— REQUIREMENT —
Find each line in the listing that contains the word "instance", and copy those lines. The match is case-sensitive.

— DATA EXCERPTS —
######
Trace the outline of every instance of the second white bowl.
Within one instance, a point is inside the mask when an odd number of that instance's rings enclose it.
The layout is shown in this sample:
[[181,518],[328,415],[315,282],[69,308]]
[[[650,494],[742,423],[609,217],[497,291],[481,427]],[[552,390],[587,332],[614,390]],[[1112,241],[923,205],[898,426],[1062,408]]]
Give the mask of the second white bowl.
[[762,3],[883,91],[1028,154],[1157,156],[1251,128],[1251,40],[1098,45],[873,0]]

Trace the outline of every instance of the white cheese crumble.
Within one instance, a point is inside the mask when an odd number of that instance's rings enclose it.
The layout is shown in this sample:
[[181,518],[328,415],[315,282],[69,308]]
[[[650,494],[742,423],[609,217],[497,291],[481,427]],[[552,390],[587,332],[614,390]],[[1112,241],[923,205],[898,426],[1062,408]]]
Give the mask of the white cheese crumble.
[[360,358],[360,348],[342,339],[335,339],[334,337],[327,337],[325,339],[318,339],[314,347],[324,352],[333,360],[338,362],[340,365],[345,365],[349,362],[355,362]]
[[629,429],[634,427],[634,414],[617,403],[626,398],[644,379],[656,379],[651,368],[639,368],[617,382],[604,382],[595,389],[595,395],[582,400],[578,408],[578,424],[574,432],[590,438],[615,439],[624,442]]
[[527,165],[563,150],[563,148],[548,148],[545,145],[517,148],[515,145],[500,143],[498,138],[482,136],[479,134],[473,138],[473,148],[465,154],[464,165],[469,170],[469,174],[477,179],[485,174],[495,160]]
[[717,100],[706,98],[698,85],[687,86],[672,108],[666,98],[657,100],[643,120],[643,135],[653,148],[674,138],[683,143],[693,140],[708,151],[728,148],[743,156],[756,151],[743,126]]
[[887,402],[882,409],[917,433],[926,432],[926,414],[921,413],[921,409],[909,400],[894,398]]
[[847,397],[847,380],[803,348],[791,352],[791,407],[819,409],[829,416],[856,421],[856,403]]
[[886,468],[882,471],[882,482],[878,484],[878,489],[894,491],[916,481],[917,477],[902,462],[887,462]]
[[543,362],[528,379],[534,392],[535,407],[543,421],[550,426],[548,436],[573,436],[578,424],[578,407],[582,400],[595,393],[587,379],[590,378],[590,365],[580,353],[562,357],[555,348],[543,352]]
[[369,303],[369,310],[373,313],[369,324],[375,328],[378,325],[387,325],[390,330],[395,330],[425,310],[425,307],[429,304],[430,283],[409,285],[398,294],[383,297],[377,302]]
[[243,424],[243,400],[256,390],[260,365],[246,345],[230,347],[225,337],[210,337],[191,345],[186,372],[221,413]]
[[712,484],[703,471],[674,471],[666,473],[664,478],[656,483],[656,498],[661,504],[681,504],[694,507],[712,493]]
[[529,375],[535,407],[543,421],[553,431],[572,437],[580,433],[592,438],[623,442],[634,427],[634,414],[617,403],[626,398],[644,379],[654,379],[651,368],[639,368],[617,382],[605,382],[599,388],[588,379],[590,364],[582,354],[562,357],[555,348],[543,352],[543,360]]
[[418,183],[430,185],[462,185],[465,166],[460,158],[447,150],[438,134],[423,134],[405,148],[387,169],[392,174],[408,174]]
######
— OUTPUT BELOW —
Trace the outline of every instance of the second white bowl.
Within one instance, a point is inside the mask when an odd number of that instance's rings enclose it.
Trace the outline of every instance of the white cheese crumble.
Within one instance, a point is inside the mask when an odd number of that instance's rings enclose it.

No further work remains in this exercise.